Tarea planteada 1 -
Responde a estas preguntas sobre el texto acerca de las transiciones de poder:
(a) En la visión dialéctica de Tucídides, ¿qué potencia corresponde a la tesis?
(b) ¿Qué dos categorías utiliza Organski para identificar los Estados susceptibles de alterar la paz mundial?
(c) ¿En qué libro analiza Organski las transiciones de poder?
Tarea planteada 2 -
Retoma el texto sobre las transiciones de poder y continúalo a partir de su última oración.

Fragmento para leer -
▬▬▬

Un sistema inestable no se encuentra necesariamente abocado a la guerra, pero la facilita como consecuencia de las dinámicas asociadas a ese interés, reputación y miedo. Por ejemplo, por crisis asociadas a acontecimientos fortuitos que catalicen esos tres impulsos, o por conductas que el resto de actores consideren agresivas. Por esa razón, Tucídides explica que el aumento de poder de Atenas no llevó de manera automática a una respuesta militar de Esparta: “En estos años los atenienses consolidaron su Imperio y ellos mismos alcanzaron un alto grado de poder. Los lacedemonios, aun dándose cuenta, no intentaron impedirlo más que con medidas de corto alcance, y, bien porque antes ya no eran demasiado diligentes para entrar en guerra, si no eran forzados a ello, bien porque entonces estaban metidos en guerras intestinas, se inhibieron la mayor parte del tiempo hasta que el crecimiento del poder de los atenienses se hizo evidente y empezaron a poner mano en sus aliados. Entonces estimaron que la situación ya no era tolerable y decidieron que era preciso intervenir con toda energía y destruir, si podían, el poder de Atenas, emprendiendo esta guerra” (Tucídides, 1990: 320-321).

Tucídides ofrece así una visión dialéctica que resultaría extrapolable a otros casos históricos:

  • Tesis: potencia dominante: Esparta, que había configurado un sistema favorable a sus intereses en términos políticos, económicos y militares.
  • Antítesis: potencia emergente que desafía la estructura de poder: Atenas, cuya expansión y deseo de transformar el sistema conduce al choque con la potencia hegemónica.
  • Síntesis: una nueva estructura internacional resultado de la guerra.

En la teoría de Tucídides no se determina quién inicia las hostilidades: la potencia dominante o la emergente. Una cuestión que dejan abierta la mayoría de autores que vamos a comentar.

Teoría de la transición de poder de A. F. Kenneth Organski

Kenneth Organski es el referente de la llamada ‘teoría del poder hegemónico’ y analiza las transiciones de poder y su relación con las grandes guerras de la historia reciente en su libro World Politics. Con el fin de identificar los Estados susceptibles de alterar la paz mundial Organski (1968: 363-371) utiliza dos categorías (poder relativo y satisfacción con el sistema) que permiten cuatro combinaciones:

  • Poderoso y satisfecho
  • Poderoso e insatisfecho
  • No poderoso y satisfecho
  • No poderoso e insatisfecho

Organski aclara que la paz no es sinónimo de justicia, por lo que la categorización no entraña juicio moral alguno. A partir de esa clasificación, el sistema internacional podría representarse de la siguiente manera:

Fuente: Bueno de Mesquita, Bruce (2014). Principles of International Politics, London: SAGE Publications. Adaptado de Organski (1968: 365)

Por razones fáciles de entender, la potencia o potencias dominantes no tienen interés en ceder el poder que ejercen sobre el sistema, pues dicho poder constituye la fuente última de sus privilegios. Sólo estarán dispuestas a compartir una parte de las ventajas de las que disfrutan (Organski, 1968: 366). Sin embargo, el poder relativo es un atributo dinámico. Los cambios continuos dentro de un Estado tienen a menudo consecuencias significativas sobre su cuota de poder en la esfera internacional. Así ocurre, por ejemplo, con las transformaciones demográficas y, sobre todo, con los cambios en la estructura productiva de un país cuando este pasa de una economía agrícola a otra industrial (y a día de hoy podríamos añadir los cambios relacionados con la ‘cuarta revolución industrial’). Como resultado de ese carácter fluctuante del poder relativo, la aparición de una nueva potencia somete a estrés la estructura jerárquica ya que la potencia emergente se ve constreñida por un sistema ya establecido, que no satisface sus propias expectativas de poder.

▬▬▬

Datos proporcionados -

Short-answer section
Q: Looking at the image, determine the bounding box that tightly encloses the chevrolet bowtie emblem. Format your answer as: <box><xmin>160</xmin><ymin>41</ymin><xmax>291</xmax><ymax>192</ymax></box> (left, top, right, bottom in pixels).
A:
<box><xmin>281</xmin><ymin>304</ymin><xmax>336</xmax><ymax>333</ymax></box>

▬▬▬

Respuesta del ejercicio 1 -
(a) Esparta.
(b) El poder relativo y la satisfacción con el sistema.
(c) En World Politics.

Respuesta del ejercicio 2 -
La estructura incluye también potencias menores e insatisfechas. Son comparativamente más numerosas y, por lo general, aceptan un nivel menor de influencia y de ganancias dentro del sistema. Pero esa actitud hacia el statu quo no significa necesariamente que sean actores pacíficos ya que pueden verse envueltos o provocar conflictos dentro de su área regional. Además, algunos de los Estados insatisfechos y con menos poder pueden unirse a la potencia emergente si ésta desafía la estructura de poder dominante dando lugar –si tienen éxito– a un cambio en el orden internacional. De lo contrario, el sistema tiende a permanecer estable como consecuencia de la superioridad en poder relativo de las potencias grandes y medias satisfechas con el sistema, tal como refleja el siguiente gráfico.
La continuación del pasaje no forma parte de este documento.